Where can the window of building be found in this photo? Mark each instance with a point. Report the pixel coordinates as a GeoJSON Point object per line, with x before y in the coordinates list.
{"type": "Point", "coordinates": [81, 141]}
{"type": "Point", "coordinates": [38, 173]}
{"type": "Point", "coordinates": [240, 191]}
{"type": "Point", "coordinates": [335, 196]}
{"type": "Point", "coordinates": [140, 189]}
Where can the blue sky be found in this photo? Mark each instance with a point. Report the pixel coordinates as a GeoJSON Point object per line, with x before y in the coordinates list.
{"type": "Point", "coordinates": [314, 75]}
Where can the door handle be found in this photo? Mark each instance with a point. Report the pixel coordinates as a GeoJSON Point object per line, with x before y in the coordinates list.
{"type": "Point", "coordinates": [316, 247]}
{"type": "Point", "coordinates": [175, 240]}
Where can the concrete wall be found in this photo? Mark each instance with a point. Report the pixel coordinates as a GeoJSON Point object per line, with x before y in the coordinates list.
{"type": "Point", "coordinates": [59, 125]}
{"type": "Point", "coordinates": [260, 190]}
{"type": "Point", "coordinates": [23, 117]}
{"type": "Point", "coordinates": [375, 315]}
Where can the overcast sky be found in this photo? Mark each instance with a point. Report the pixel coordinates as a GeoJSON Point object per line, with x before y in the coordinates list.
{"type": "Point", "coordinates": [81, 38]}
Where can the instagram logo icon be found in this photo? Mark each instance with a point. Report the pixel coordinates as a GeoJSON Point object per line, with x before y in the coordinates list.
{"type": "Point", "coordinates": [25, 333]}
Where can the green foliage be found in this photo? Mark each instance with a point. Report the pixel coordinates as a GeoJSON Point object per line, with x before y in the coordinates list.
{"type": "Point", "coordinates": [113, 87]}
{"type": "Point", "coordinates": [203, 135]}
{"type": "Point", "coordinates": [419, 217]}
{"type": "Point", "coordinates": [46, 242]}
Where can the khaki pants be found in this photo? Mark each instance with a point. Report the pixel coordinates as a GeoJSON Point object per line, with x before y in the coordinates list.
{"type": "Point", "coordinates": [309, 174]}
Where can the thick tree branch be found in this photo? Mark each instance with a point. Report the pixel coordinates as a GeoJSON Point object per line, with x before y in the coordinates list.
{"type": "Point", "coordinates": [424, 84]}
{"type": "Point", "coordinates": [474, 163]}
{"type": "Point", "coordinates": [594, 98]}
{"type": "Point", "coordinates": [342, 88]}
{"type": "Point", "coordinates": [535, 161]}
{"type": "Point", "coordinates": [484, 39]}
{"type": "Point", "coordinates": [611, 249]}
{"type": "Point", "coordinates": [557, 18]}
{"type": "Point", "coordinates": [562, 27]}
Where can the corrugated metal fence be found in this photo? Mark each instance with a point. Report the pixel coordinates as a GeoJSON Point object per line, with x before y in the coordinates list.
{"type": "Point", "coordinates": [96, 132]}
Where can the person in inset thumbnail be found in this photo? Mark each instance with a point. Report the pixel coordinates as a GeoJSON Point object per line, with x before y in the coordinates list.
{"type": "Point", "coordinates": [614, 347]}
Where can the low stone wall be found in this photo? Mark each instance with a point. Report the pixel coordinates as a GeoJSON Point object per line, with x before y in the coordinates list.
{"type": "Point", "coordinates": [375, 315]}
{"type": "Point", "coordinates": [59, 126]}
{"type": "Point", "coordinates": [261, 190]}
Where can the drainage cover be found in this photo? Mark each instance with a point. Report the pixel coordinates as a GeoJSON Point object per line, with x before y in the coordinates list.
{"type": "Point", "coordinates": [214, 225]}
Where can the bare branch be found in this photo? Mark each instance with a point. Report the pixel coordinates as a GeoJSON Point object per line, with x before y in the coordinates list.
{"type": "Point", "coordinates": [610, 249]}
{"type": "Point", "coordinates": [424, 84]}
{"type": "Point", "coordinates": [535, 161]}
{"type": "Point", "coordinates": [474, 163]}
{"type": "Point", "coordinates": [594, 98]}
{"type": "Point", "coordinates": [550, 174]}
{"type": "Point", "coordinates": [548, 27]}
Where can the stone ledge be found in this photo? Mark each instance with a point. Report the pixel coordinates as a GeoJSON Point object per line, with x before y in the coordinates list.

**Exercise brief**
Beginning at the line that holds "Where can the drainage", reproduce each line of the records above down to and including the last one.

**Solution**
Where can the drainage cover be found in this photo? Mark each instance with a point. Report the pixel coordinates as a GeoJSON Point object per line, with x before y in the coordinates list.
{"type": "Point", "coordinates": [214, 225]}
Where can the bare branch be found in this photo? Mark each instance with a point. Report the pixel coordinates as a GeoJSON Point object per line, with x before y in the coordinates list.
{"type": "Point", "coordinates": [610, 249]}
{"type": "Point", "coordinates": [424, 84]}
{"type": "Point", "coordinates": [535, 161]}
{"type": "Point", "coordinates": [474, 163]}
{"type": "Point", "coordinates": [594, 98]}
{"type": "Point", "coordinates": [550, 174]}
{"type": "Point", "coordinates": [548, 27]}
Where can the stone ledge be found in this photo? Mark each instance with a point. Report the pixel coordinates as a GeoJSON Point object per line, with x before y in the coordinates list.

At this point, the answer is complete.